EXERCISE OBJECTIVE
Reproduce every record precisely, leaving no line out.

INFORMATION GIVEN START

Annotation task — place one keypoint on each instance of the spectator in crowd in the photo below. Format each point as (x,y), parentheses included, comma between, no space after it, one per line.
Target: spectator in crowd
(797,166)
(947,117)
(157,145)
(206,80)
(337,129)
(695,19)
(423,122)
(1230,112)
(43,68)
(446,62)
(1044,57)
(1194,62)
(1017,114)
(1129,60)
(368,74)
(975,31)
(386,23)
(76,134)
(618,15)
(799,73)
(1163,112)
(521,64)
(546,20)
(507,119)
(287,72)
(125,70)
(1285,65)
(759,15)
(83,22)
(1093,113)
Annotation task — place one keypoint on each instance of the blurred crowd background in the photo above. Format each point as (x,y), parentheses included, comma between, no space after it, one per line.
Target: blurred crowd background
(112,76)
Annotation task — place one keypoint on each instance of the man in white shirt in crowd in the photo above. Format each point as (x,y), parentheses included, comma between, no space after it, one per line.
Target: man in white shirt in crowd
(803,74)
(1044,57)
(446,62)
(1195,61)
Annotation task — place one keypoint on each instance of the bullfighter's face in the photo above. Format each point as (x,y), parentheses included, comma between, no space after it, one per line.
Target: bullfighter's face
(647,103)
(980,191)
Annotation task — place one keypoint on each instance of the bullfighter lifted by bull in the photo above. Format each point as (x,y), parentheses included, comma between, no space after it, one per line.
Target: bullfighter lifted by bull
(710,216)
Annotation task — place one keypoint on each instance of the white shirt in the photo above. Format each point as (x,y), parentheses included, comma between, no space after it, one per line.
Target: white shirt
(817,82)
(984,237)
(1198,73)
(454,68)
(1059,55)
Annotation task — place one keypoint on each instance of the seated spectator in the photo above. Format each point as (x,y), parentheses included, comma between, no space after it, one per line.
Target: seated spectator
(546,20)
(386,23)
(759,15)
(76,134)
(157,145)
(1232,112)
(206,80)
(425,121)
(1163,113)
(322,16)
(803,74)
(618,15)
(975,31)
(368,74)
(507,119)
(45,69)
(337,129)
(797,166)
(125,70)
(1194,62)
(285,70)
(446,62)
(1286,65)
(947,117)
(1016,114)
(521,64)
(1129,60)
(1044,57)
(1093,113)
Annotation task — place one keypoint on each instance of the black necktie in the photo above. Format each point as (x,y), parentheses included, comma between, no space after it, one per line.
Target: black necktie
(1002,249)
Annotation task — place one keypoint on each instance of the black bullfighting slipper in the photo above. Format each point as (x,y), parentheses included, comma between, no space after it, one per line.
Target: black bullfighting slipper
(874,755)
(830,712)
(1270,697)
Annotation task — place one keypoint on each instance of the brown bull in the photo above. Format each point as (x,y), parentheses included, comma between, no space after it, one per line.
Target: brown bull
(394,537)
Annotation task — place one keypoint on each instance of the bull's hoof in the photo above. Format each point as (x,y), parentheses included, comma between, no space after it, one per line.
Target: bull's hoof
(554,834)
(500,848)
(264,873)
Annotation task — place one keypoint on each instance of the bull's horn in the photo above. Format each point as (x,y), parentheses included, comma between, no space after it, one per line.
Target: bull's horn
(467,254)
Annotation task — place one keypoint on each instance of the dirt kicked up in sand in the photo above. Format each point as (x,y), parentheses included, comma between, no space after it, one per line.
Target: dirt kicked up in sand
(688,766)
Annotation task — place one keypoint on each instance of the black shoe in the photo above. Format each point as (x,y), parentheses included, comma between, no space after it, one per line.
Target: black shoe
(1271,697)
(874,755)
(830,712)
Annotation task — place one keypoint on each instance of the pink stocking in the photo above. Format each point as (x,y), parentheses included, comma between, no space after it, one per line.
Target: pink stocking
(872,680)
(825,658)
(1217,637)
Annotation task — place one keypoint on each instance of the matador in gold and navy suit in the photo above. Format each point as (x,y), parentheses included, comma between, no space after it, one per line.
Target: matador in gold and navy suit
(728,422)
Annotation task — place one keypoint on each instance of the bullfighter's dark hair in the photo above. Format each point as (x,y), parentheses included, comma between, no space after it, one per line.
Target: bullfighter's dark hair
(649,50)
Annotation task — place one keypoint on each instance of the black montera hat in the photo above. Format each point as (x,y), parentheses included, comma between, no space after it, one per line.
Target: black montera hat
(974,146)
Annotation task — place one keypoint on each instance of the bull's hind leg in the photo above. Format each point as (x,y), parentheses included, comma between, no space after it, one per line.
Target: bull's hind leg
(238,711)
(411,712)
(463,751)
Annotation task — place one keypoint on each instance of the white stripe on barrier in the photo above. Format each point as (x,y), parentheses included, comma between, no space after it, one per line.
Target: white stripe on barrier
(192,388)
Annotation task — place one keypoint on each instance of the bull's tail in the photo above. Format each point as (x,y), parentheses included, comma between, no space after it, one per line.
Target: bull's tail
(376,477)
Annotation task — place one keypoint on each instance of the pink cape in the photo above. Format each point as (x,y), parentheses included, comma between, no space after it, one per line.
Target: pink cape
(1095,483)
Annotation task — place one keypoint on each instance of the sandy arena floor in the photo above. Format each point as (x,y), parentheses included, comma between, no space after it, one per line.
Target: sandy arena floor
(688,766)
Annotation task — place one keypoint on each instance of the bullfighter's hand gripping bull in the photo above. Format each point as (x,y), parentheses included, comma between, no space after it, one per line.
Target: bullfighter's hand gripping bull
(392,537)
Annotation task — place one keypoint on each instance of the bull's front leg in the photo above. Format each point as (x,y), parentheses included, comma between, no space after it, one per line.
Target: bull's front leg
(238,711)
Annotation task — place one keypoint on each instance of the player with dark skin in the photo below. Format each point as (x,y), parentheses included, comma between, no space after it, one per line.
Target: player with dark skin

INFORMATION GIVEN END

THE ANSWER
Annotation task — place one keypoint on each instance of the spectator in crowd in the photo below. Format each point as (x,y), parentheses included, comma between, no space after it, one per line.
Target: spectator in crowd
(797,166)
(947,117)
(157,145)
(206,80)
(337,129)
(695,19)
(423,122)
(1230,112)
(43,68)
(446,62)
(1044,57)
(1194,62)
(1017,114)
(1129,60)
(368,74)
(975,31)
(386,23)
(76,134)
(618,15)
(799,73)
(1163,112)
(521,64)
(546,20)
(507,119)
(287,72)
(125,70)
(1285,65)
(759,15)
(83,22)
(1093,113)
Annotation task — place one keypoint on each instance of the blurred crowd background in the photo above. Format each point as (x,y), parentheses included, comma between, no space after it, one per line.
Target: blurred crowd background
(112,76)
Annotation task — place one keypoint on each instance of the man in white shirt in crowd in the photo above. Format each point as (x,y), parentheses included, comma between, no space after it, one per line.
Target: man in white shirt in crowd
(803,74)
(1044,57)
(446,62)
(1195,61)
Annotation task — place one keypoint on each instance of the bullfighter's face in the photo above. Format each point as (x,y), parentheses included, comma between, no space after it, one per line.
Target: bullfighter's face
(647,103)
(980,191)
Annotation task — place one keypoint on each instance of the bullfighter lifted by bull in the photo above. Format each point as (x,y), parentheses included, comma between, no space after it, one per line.
Target: bullfighter lifted by bull
(710,216)
Annotation task — place one keypoint on each instance of the white shirt in the photo above. Format each point as (x,y), parentheses included, comma between, no space after it, one per line.
Target: white shirt
(817,82)
(984,237)
(1198,73)
(454,68)
(1059,55)
Annotation task — place one keypoint on each instance of the seated spectator in the photo above. Format each point as (x,y), parentheses included, comma between, no space after it, one per line.
Target: seated spectator
(546,20)
(386,23)
(759,15)
(76,134)
(157,145)
(1232,112)
(206,80)
(425,121)
(1163,113)
(322,16)
(803,74)
(618,15)
(975,31)
(368,74)
(507,119)
(45,69)
(337,129)
(797,166)
(125,70)
(1194,62)
(285,70)
(446,62)
(1286,65)
(947,117)
(1016,114)
(521,64)
(1129,60)
(1044,57)
(1093,113)
Annotation task — place one keypoint on each instance of the black necktie in the photo above. Format each point as (x,y), parentheses included, comma between, no space after it, one per line.
Target: black necktie
(1002,249)
Annotation task — place one keypoint on each instance of the black bullfighting slipper in the photo above. Format each point as (x,y), parentheses included, comma between, no space after it, one per line.
Target: black bullfighting slipper
(874,755)
(830,712)
(1270,697)
Annotation task — place one keypoint on each instance of the brown bull in the photo above. Format each point as (x,y), parentheses included, comma between, no space after it, one per line.
Target: brown bull
(394,537)
Annotation task — place one keypoint on each instance of the bull's hoof in the photo above. Format each point as (x,y), parentheses included, comma between, no space after it, one per line.
Target: bull's hoof
(554,834)
(500,848)
(264,873)
Annotation task — place one keypoint on each instance of the bull's horn in the photo above. Format each point as (x,y), parentheses included, comma between, no space after it, one per line.
Target: bull's horn
(467,254)
Annotation task — place one keypoint on each instance of the dirt kicked up in sand in the photo above. Format each point as (x,y), parentheses included, comma between, no space after it, one per line.
Target: dirt kicked up in sand
(688,766)
Annotation task — place one keypoint on each instance of the black shoe in the photo above. Format each point as (x,y), parentheses included, comma between, no space after it, one per line.
Target: black shoe
(1271,697)
(874,755)
(830,712)
Annotation task — place one keypoint on each instance of the pink stocking in the photo above. Format each point as (x,y), parentheses included, comma between, no space after it, one per line.
Target: pink stocking
(872,680)
(825,658)
(1217,637)
Annotation task — place one keypoint on each instance of the matador in gold and navy suit in the photo above. Format each point as (x,y), parentheses included, comma between, no space after it, one per line.
Target: matador in gold and navy suit
(728,422)
Annotation task — place one keypoint on each instance of the bullfighter's dark hair in the photo above. Format each point as (x,y), parentheses included, comma between, no space after it, one per line.
Target: bullfighter's dark hair
(649,50)
Annotation task — place one keypoint on each instance of the black montera hat in the photo above. Format each point as (x,y), parentheses included, comma between, no space after it, one per line.
Target: black montera hat
(974,146)
Annotation task — place one keypoint on each instance of the bull's hind leg in the photo above. Format each point as (x,y), parentheses included, comma between, no space after it, one per line.
Target: bull's hind leg
(238,711)
(411,712)
(463,751)
Annotation task — place one keypoint on each instance of the white stripe on barrier in the photo above. Format each point as (x,y), parentheses included, comma between, no space after it, one per line.
Target: white stripe on barrier
(192,388)
Annotation task — place one keypoint on each instance of the bull's tail in the photo above. Format each point as (x,y), parentheses included, comma between, no space after it, one per line.
Target: bull's tail
(376,477)
Annotation task — place one keypoint on each instance of the pink cape in the photo above. Format each point as (x,y), parentheses included, comma between, no space after it, one per line.
Target: pink cape
(1095,483)
Annotation task — place one keypoint on each instance of the sandy arena floor in the photo above. Format each point as (x,y), parentheses included, comma between, no space after it, one per line.
Target: sandy arena floor
(688,766)
Annotation task — place one keypoint on each instance of the bullfighter's hand gripping bull in the photo above. Format each point as (x,y), parentheses included, comma between, no space after it, one per line.
Target: bullfighter's hand gripping bull
(392,537)
Annotation task — place one keypoint on each instance of the bull's front leg in the photo above. Format each point as (x,y), parentheses included, comma between, no space after it, one per line.
Target: bull's front leg
(238,711)
Annotation task — place one keypoint on each instance of the player with dark skin in the photo below. Format each point as (x,y), parentheses included, comma between, no space after it, one per line.
Target: player with dark skin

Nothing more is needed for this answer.